England and West Indies players all took a knee in support of the Black Lives Matter movement before the first Test in Southampton.
Match officials also took part, while both sets of players are carrying a logo on their shirts.
Speaking on Tuesday, stand-in England captain Ben Stokes said: “We have a massive opportunity to do something really powerful as an England team.
“We are doing that by showing support towards the West Indies.”
After observing a moment of silence to remember the lives lost to the coronavirus pandemic and West Indies great Sir Everton Weekes, the players and officials took their positions as if to start the Test, while other squad members and backroom staff lined the boundary.
They all then dropped to a knee for a period of time that was ended by the blast of a whistle.
There have been protests around the world since the death of American George Floyd in May.
Floyd, a 46-year-old unarmed black man, died after his neck was knelt on by a police officer for nearly nine minutes while he was being restrained.
Premier League players have knelt at the beginning of every match since English football’s top flight resumed following the coronavirus lockdown.
Some drivers took a knee at last weekend’s Formula 1 Grand Prix in Austria.

····················

DIRECTIONS —
1. In the cricket article, how long did a police officer kneel on George Floyd's neck?
2. Transcribe the cricket article between "There have been" and "the coronavirus lockdown.", inclusive.
3. Write the next part of the cricket article, starting after its final sentence.

Dataset entries:
····················

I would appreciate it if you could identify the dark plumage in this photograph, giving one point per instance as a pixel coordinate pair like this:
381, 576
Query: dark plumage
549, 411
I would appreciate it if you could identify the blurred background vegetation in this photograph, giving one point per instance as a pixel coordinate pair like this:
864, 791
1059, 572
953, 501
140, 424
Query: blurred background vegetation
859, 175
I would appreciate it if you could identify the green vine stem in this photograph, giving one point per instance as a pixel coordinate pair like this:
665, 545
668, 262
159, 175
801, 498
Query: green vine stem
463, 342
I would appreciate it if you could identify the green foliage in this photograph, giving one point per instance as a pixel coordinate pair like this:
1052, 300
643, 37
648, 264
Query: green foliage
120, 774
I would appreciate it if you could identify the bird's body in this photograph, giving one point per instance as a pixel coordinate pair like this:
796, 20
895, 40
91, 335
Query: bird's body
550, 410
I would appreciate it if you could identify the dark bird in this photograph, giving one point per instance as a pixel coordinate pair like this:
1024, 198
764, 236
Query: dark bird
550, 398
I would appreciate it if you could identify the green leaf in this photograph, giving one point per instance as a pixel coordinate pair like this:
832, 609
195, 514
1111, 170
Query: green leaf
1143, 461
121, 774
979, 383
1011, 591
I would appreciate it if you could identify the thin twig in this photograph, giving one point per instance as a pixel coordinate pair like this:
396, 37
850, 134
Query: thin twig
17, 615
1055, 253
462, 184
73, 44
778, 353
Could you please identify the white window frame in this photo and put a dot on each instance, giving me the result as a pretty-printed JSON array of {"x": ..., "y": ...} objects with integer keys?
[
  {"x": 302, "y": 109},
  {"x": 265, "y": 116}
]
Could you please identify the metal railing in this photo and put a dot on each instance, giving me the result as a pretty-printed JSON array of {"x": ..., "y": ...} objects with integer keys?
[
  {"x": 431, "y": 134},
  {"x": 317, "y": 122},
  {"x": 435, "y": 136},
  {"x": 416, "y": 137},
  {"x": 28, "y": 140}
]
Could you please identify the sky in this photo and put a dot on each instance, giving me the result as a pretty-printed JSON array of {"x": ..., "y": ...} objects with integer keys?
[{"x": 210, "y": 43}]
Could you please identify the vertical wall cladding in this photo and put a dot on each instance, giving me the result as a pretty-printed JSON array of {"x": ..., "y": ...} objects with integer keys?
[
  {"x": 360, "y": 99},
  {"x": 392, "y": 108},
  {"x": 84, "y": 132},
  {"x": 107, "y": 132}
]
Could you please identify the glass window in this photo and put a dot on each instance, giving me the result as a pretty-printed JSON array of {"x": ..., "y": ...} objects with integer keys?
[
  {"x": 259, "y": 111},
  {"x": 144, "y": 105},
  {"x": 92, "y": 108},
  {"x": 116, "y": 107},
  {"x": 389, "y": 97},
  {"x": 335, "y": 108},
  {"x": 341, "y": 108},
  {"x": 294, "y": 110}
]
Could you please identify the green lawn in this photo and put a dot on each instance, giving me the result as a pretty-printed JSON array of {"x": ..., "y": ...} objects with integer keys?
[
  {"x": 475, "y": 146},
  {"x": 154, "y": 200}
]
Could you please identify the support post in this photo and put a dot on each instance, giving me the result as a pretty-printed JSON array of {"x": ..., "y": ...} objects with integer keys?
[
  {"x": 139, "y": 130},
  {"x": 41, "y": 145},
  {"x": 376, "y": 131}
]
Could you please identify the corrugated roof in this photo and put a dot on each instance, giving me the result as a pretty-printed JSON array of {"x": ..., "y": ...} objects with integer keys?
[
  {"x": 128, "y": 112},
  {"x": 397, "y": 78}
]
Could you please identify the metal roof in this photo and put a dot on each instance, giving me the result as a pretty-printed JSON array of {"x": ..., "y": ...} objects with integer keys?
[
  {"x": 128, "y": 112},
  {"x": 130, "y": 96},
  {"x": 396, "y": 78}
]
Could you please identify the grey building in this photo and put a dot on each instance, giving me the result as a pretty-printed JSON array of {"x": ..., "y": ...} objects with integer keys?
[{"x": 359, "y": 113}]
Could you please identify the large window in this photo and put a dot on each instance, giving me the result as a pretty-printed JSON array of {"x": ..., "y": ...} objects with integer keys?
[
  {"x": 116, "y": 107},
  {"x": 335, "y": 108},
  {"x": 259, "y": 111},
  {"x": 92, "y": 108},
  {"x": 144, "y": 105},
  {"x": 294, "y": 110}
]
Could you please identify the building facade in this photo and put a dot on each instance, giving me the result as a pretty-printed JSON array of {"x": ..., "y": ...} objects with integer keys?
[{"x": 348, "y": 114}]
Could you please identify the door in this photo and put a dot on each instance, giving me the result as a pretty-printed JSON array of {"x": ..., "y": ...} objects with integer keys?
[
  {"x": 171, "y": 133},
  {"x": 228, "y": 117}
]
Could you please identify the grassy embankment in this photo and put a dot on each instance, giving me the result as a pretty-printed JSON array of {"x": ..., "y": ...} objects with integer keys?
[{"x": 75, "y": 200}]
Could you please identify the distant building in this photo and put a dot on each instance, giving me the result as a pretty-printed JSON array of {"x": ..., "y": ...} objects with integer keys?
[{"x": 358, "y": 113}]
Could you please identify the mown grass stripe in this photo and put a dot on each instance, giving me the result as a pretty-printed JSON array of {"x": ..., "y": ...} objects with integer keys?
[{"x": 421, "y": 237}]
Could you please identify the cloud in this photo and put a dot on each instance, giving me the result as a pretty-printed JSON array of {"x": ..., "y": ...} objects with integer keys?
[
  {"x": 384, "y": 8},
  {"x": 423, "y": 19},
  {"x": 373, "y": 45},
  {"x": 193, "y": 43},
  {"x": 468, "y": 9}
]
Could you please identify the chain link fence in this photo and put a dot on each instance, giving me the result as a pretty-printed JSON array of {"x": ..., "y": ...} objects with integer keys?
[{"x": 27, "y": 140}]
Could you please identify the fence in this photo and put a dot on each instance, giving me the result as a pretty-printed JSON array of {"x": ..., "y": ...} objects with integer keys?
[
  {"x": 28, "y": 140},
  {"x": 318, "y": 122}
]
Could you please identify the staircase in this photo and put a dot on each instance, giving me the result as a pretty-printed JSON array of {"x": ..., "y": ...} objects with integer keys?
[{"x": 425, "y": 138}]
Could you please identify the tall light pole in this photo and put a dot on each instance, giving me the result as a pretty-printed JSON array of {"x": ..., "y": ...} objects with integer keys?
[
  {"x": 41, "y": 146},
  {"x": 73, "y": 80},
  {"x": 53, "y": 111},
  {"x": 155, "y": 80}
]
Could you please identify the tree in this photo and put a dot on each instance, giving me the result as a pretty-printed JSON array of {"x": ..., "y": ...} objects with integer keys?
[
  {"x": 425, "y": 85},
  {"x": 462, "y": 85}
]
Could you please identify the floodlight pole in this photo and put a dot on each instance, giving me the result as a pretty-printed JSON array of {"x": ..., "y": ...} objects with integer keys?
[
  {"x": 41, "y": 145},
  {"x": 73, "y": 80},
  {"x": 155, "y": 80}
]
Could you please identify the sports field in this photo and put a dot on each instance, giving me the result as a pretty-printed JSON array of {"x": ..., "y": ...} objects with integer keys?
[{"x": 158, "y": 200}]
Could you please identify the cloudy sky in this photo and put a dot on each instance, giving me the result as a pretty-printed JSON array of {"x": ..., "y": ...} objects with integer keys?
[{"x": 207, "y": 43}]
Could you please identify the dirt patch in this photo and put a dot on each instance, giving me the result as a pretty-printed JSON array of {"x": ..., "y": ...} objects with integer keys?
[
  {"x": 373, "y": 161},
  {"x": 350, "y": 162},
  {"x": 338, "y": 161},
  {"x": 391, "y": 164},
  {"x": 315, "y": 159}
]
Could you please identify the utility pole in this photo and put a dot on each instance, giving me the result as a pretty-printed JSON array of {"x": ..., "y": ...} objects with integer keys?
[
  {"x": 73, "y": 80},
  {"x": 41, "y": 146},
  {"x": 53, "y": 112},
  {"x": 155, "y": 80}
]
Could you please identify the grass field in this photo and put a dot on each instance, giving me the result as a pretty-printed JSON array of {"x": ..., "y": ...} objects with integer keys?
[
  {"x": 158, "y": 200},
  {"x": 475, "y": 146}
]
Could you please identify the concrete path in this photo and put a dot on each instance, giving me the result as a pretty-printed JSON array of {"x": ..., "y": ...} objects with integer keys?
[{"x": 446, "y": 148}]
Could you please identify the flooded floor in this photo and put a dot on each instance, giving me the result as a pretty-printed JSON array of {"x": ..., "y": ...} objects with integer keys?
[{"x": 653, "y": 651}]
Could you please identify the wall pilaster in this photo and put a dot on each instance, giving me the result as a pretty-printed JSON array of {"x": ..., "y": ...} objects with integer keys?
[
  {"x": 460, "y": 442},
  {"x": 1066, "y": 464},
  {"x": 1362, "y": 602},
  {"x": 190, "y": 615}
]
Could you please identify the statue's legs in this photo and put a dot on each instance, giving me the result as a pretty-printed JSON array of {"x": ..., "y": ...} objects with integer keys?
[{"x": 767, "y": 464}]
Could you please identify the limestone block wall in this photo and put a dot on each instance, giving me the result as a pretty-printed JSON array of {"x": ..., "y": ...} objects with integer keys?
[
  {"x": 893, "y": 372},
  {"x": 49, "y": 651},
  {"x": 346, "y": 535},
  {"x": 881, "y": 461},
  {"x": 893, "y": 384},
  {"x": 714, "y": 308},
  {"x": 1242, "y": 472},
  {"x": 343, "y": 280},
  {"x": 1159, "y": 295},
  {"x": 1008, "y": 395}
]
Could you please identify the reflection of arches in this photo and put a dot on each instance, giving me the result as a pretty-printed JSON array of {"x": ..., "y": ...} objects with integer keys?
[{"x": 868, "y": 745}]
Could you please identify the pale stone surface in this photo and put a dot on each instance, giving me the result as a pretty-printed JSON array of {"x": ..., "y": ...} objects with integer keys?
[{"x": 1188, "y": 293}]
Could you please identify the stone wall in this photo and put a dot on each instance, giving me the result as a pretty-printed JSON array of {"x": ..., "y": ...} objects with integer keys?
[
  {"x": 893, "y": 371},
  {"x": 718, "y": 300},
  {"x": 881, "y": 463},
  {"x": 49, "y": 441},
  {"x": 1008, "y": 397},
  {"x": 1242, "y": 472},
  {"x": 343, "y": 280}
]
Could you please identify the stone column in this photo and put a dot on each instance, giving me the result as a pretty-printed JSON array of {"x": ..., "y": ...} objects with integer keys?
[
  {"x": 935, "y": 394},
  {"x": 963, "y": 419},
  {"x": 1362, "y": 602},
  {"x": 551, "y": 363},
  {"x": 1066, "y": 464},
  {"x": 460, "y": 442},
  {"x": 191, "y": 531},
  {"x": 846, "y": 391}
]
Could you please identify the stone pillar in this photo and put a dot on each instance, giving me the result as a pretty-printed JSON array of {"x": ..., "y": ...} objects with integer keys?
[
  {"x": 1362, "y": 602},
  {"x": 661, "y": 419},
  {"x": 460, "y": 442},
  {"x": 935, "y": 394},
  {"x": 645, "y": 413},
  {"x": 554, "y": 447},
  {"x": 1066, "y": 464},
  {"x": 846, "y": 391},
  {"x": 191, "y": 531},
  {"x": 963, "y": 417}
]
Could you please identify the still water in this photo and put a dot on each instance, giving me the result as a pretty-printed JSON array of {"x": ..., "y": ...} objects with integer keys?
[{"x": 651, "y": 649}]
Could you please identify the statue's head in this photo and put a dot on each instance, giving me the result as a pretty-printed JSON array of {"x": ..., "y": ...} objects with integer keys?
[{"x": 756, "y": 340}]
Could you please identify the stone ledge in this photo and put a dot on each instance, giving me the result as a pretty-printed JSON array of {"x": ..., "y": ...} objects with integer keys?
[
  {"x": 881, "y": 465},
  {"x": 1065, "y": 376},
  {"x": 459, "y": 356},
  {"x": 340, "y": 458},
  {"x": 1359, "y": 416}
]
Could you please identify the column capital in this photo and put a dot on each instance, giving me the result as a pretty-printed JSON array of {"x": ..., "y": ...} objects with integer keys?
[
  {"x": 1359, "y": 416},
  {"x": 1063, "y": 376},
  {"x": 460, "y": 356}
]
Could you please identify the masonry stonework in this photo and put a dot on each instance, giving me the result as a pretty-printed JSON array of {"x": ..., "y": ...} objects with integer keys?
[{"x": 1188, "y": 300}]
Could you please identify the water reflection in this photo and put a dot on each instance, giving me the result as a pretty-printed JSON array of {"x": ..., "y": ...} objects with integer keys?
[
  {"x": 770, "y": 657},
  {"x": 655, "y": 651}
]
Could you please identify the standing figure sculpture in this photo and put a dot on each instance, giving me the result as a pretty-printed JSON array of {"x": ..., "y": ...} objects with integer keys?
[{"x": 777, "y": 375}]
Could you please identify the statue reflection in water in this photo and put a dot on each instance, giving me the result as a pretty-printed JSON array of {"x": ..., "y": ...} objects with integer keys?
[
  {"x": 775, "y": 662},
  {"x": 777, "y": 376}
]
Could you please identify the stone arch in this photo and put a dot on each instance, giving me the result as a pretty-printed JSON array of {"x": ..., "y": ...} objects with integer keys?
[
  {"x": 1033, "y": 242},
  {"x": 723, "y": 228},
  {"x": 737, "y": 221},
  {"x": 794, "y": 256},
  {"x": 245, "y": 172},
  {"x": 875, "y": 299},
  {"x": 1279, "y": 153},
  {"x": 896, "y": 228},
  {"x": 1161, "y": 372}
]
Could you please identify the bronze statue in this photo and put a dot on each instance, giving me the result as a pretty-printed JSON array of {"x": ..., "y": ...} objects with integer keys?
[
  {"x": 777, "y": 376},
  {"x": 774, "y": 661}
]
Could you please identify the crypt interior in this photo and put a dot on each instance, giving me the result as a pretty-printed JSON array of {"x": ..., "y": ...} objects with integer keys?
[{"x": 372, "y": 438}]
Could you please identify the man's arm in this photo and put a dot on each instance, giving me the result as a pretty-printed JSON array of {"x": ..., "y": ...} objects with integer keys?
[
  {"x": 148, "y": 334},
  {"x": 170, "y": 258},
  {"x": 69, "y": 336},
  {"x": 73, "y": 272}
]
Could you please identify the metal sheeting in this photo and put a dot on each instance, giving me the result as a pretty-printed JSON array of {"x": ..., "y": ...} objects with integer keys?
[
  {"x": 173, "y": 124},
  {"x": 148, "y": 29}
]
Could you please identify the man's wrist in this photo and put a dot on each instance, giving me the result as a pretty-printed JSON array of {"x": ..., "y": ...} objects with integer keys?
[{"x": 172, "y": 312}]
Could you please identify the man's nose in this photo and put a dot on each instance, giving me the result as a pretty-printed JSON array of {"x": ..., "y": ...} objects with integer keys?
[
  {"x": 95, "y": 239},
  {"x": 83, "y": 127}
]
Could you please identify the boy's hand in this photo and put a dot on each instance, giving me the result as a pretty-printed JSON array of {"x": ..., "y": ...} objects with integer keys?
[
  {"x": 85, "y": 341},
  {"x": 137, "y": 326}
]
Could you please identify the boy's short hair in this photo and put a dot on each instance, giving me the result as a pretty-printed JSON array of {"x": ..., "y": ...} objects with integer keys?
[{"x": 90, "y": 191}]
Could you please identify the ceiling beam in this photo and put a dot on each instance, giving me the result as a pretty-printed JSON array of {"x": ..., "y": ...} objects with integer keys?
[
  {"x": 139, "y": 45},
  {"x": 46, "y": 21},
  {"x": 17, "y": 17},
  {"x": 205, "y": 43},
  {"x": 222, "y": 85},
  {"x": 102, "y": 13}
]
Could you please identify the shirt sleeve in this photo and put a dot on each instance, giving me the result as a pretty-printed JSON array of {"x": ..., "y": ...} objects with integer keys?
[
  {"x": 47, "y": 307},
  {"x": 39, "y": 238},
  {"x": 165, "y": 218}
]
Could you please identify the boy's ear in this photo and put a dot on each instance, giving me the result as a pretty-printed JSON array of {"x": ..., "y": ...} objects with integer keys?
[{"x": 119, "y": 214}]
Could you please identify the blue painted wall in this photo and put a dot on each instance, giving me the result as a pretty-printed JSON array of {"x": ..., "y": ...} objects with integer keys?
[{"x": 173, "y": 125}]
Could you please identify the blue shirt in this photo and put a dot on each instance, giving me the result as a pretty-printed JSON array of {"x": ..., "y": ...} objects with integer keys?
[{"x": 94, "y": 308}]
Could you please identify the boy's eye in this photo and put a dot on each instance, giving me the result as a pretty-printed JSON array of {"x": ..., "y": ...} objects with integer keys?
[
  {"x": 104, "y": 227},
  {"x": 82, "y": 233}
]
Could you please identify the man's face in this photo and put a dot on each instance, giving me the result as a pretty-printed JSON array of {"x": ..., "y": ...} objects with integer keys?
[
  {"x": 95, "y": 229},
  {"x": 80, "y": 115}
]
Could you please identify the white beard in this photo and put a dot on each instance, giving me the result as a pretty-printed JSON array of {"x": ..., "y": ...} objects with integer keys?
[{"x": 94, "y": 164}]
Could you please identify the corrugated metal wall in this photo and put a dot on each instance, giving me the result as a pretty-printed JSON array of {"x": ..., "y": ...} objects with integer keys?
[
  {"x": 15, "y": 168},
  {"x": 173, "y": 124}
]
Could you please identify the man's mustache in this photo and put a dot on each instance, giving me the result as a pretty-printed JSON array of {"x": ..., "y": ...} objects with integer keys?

····················

SOLVED TASKS —
1. For nearly nine minutes.

2.
There have been protests around the world since the death of American George Floyd in May.
Floyd, a 46-year-old unarmed black man, died after his neck was knelt on by a police officer for nearly nine minutes while he was being restrained.
Premier League players have knelt at the beginning of every match since English football’s top flight resumed following the coronavirus lockdown.

3.
In Southampton, the players and officials knelt for just over 20 seconds, and there was also a flag carrying the crest of West Indies and the Black Lives Matter logo hung in the tourists’ dressing room.
Asked before the match whether any show of support for Black Lives Matter would be repeated throughout the three-Test series, Stokes said talks between England and West Indies were ongoing.
As they practised on Wednesday morning, England players wore training shirts that carried the names of key workers who have served through the coronavirus pandemic.
The people named on the shirts were nominated by their local cricket clubs and included teachers, doctors, nurses and carers.
“We’re only able to play this Test match because of the amazing job that key workers up and down the country have done to help us through this pandemic,” said Stokes.
“Wearing their names is a real honour for us, and is a small sign of our appreciation for the incredible work they have done.”